### YOUR GOAL
What is needed here is each entry reproduced exactly, without its pictures.

Stored entries:
◆ ◆ ◆ ◆ ◆ ◆ ◆

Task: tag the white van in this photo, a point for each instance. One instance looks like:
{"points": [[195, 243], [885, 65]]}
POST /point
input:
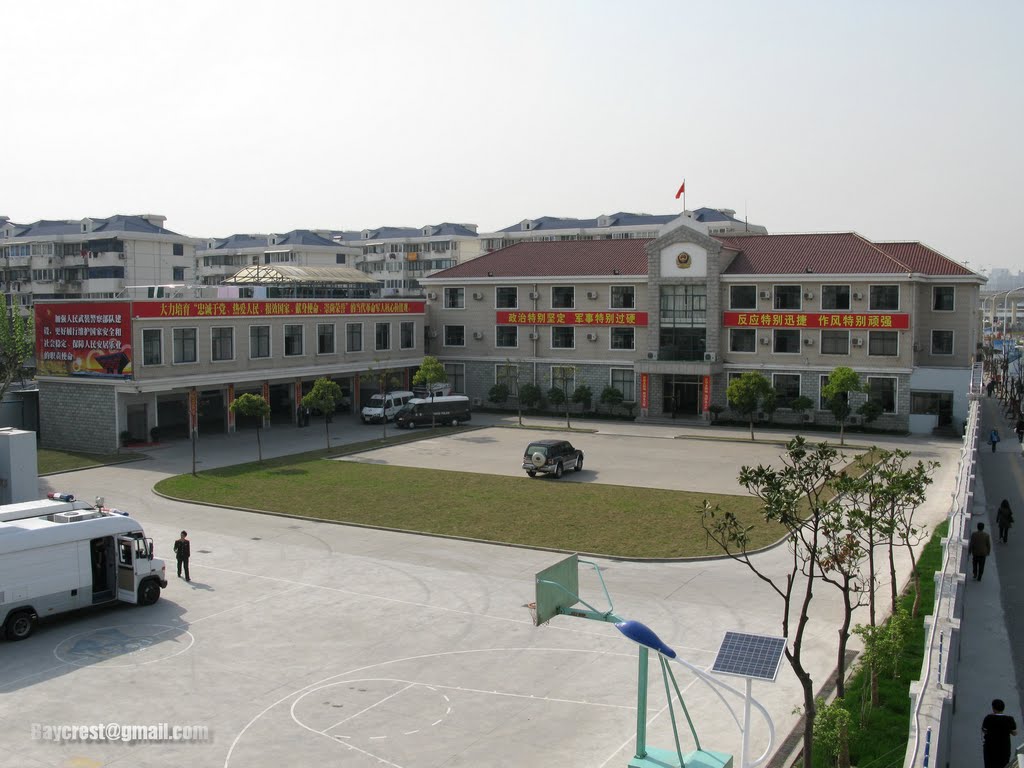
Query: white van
{"points": [[384, 407]]}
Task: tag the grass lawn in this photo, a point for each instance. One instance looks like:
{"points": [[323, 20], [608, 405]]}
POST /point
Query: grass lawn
{"points": [[586, 517]]}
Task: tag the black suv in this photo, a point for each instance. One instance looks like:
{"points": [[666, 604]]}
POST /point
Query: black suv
{"points": [[551, 457]]}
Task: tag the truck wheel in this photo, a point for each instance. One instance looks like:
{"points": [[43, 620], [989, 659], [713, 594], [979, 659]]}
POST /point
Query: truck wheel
{"points": [[148, 592], [20, 625]]}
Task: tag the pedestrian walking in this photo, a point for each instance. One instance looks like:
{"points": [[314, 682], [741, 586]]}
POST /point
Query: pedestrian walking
{"points": [[182, 550], [980, 547], [993, 437], [996, 729], [1004, 518]]}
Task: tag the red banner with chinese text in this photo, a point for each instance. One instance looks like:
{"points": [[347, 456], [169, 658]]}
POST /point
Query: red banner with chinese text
{"points": [[570, 317], [838, 321]]}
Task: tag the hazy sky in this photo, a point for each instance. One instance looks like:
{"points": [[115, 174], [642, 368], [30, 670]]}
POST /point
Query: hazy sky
{"points": [[898, 120]]}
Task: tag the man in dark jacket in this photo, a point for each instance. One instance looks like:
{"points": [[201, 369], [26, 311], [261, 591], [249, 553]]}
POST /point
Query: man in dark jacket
{"points": [[182, 549]]}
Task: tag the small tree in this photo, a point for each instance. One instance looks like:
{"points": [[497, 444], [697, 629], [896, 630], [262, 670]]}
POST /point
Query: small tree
{"points": [[324, 398], [612, 397], [17, 343], [250, 404], [745, 393], [842, 381]]}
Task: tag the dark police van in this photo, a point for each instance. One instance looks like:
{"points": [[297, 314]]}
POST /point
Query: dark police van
{"points": [[418, 412]]}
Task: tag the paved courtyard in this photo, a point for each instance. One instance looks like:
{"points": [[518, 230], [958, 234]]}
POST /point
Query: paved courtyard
{"points": [[306, 643]]}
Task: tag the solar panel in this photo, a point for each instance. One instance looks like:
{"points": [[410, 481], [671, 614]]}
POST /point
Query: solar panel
{"points": [[750, 655]]}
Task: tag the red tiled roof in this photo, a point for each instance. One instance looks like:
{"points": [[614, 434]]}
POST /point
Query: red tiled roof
{"points": [[546, 259], [836, 253], [921, 258]]}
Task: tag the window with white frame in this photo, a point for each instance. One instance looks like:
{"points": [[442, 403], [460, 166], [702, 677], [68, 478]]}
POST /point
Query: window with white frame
{"points": [[455, 298], [562, 337], [624, 379], [506, 297], [622, 338], [882, 389], [153, 342], [623, 297], [942, 342], [382, 336], [222, 344], [259, 341], [786, 388], [184, 344], [293, 340], [562, 297], [943, 298], [884, 298], [455, 336], [835, 297], [835, 342], [742, 340], [407, 335], [325, 338], [883, 343], [353, 337], [506, 336]]}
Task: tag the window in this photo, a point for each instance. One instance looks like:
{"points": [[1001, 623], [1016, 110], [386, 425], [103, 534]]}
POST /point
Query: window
{"points": [[882, 389], [325, 338], [455, 336], [835, 342], [507, 336], [623, 379], [456, 376], [259, 341], [184, 344], [506, 297], [382, 336], [785, 342], [153, 341], [222, 344], [562, 337], [353, 337], [563, 377], [884, 297], [293, 340], [562, 297], [942, 298], [622, 338], [787, 297], [742, 297], [455, 298], [786, 388], [942, 342], [883, 343], [835, 297], [623, 297], [742, 340]]}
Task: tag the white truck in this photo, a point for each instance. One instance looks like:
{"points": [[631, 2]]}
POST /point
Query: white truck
{"points": [[57, 556]]}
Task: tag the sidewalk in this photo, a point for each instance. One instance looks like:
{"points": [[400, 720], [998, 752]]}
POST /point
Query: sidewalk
{"points": [[992, 626]]}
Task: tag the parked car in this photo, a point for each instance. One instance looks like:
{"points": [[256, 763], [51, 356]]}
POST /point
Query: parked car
{"points": [[551, 457]]}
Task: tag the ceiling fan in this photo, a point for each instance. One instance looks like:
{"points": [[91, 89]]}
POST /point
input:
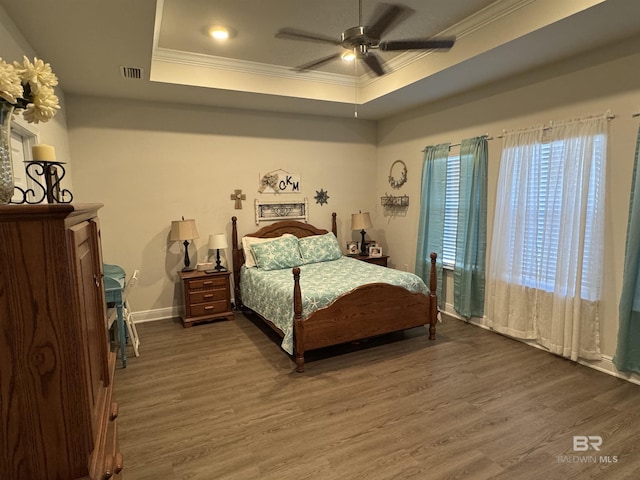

◆ ◆ ◆ ◆ ◆ ◆ ◆

### REPLY TO THE EXERCISE
Task: tag the white van in this photo, a point for each instance. One instance looks like:
{"points": [[195, 243], [885, 65]]}
POST /point
input:
Query: white van
{"points": [[384, 407]]}
Task: tag the grass lawn in this photo, a point for each instance. One instance looks like:
{"points": [[323, 20], [608, 405]]}
POST /point
Query: grass lawn
{"points": [[586, 517]]}
Task: tag the black suv in this photo, a point for each instance. One instance looks like:
{"points": [[666, 604]]}
POST /point
Query: black suv
{"points": [[551, 457]]}
Task: tag the truck wheel in this photo, a point for each instance. One instance looks like:
{"points": [[43, 620], [989, 659], [713, 594], [979, 659]]}
POST /point
Query: truck wheel
{"points": [[148, 592], [20, 625]]}
Task: tag the pedestrian walking in this photo, a point for each instance. One instance looks like:
{"points": [[314, 682], [741, 586]]}
POST /point
Query: pedestrian walking
{"points": [[182, 550], [980, 547], [993, 437], [996, 729], [1004, 518]]}
Task: tag the red banner with chinese text in this photo, a point for each instance. One instance looks like:
{"points": [[347, 456], [169, 658]]}
POST /point
Query: red banner with chinese text
{"points": [[570, 317], [838, 321]]}
Task: tag the hazy sky in this photo, a point for each instance. One instance looks like:
{"points": [[115, 174], [642, 368], [30, 670]]}
POST /point
Query: hazy sky
{"points": [[898, 120]]}
Task: tag the man in dark jacket in this photo, a point for each instance. One instance looks like:
{"points": [[201, 369], [26, 311], [261, 591], [249, 553]]}
POST /point
Query: man in dark jacket
{"points": [[182, 549]]}
Task: tag the small tree in this photo, a point for each instance. One instance looks like:
{"points": [[497, 444], [697, 629], [896, 630], [262, 670]]}
POST /point
Query: small tree
{"points": [[324, 398], [612, 397], [17, 343], [250, 404], [745, 393], [842, 381]]}
Task: tag the dark police van in this photo, a point for each instance. One instance looks like:
{"points": [[297, 314]]}
POST /point
Query: dark police van
{"points": [[418, 412]]}
Task: tag the paved courtyard in this photo, a point for each instance. One instance looks like:
{"points": [[518, 230], [958, 234]]}
POST /point
Query: paved courtyard
{"points": [[306, 643]]}
Task: tag the solar panel in this photo, a point for each instance. One instance looks like:
{"points": [[410, 481], [671, 614]]}
POST /point
Query: solar panel
{"points": [[750, 655]]}
Task: tag the red tiled roof in this photo, a point for each instance. One instance looks like:
{"points": [[614, 434]]}
POST /point
Query: red tiled roof
{"points": [[546, 259], [836, 253], [921, 258]]}
Task: tag the window with white frame in this photo, a point for each instance. One instance looks like:
{"points": [[442, 403], [460, 166], [702, 677], [68, 478]]}
POST /point
Query: window with white frame
{"points": [[455, 298], [562, 337], [624, 379], [506, 297], [622, 338], [882, 389], [153, 342], [623, 297], [942, 342], [382, 336], [222, 344], [259, 341], [786, 388], [184, 344], [293, 340], [562, 297], [943, 298], [884, 298], [455, 336], [835, 297], [835, 342], [742, 340], [407, 335], [325, 338], [883, 343], [353, 337], [506, 336]]}
Task: tag the window in this photo, a point for each instance. One instance looks like:
{"points": [[1001, 623], [1016, 110], [386, 425], [103, 534]]}
POST /point
Query: window
{"points": [[882, 389], [325, 338], [455, 336], [835, 342], [507, 336], [623, 379], [456, 376], [259, 341], [184, 344], [506, 297], [382, 336], [785, 342], [153, 341], [222, 344], [562, 337], [353, 337], [563, 377], [884, 297], [293, 340], [562, 297], [942, 298], [622, 338], [787, 297], [742, 297], [455, 298], [786, 388], [942, 342], [883, 343], [835, 297], [623, 297], [742, 340]]}
Task: tag the white truck in this photo, a point for each instance. One instance looks like:
{"points": [[631, 2]]}
POST /point
Query: white truck
{"points": [[57, 556]]}
Task: tag the sidewalk in this photo, a point for each instance. One instance looks like:
{"points": [[400, 720], [998, 752]]}
POST /point
Query: sidewalk
{"points": [[992, 626]]}
Task: tag the parked car in this photo, a point for each instance. One instance looks like:
{"points": [[256, 763], [51, 356]]}
POST /point
Query: parked car
{"points": [[551, 457]]}
Task: tag the ceiling fan in this photo, a point for each instance. One instance looks like:
{"points": [[91, 89]]}
POST /point
input:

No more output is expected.